- _Set task_
Please list every import statement in the code of the Selenium scraping question that follows.

- _Extract_
--- START ---
-1

I tried to get these dates from the Upcoming Events on the page https://www.python.org/

I did this with my code

from selenium import webdriver
from selenium.webdriver.chrome.service import Service as ChromeService
from selenium.webdriver.common.by import By
from webdriver_manager.chrome import ChromeDriverManager

chrome_driver_path = "C:\develoment\chromedriver.exe"
driver = webdriver.Chrome(service=ChromeService(ChromeDriverManager().install()))
driver.get("https://www.python.org/")

silent = driver.find_elements(By.TAG_NAME, 'time')
silent2 = [x.text for x in silent]
print(silent2)

But when i tried to printed I got this.

['2023-03-08', '2023-02-15', '2023-02-10', '2023-02-08', '2023-02-08', '2023-03-13', '2023-03-15', '2023-03-22', '2023-04-01', '2023-04-07']

What i´m doing wrong?

HTML snapshot:

enter image description here

undetected Selenium
  • 183,867
  • 41
  • 278
  • 352
  • 2
    Please provide us with an example of what you're expected output should be. The image doesn't really help. Check out [How to create a Minimal, Reproducible Example](https://stackoverflow.com/help/minimal-reproducible-example) – Ian Thompson Mar 08 '23 at 20:53
  • 3
    The date you have in your screenshot is present in your list. The last 5 date are from that section. What is the problem? – JNevill Mar 08 '23 at 20:54
  • in this page https://www.python.org/ on the section of upcoming events you´ll see the dates and the title , the title is a – Joaquín Ruiz Mar 08 '23 at 21:48

2 Answers2

0

The locator you have used:

driver.find_elements(By.TAG_NAME, 'time')
--- END ---
- _Given information_
--- START ---
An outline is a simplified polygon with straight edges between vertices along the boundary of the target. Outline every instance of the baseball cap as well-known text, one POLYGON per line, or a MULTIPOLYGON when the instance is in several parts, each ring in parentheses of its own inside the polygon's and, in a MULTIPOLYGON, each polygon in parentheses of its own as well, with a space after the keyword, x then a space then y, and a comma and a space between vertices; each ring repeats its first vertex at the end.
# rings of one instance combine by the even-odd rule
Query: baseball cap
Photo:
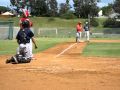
--- END ---
- _Response_
from selenium import webdriver
from selenium.webdriver.chrome.service import Service as ChromeService
from selenium.webdriver.common.by import By
from webdriver_manager.chrome import ChromeDriverManager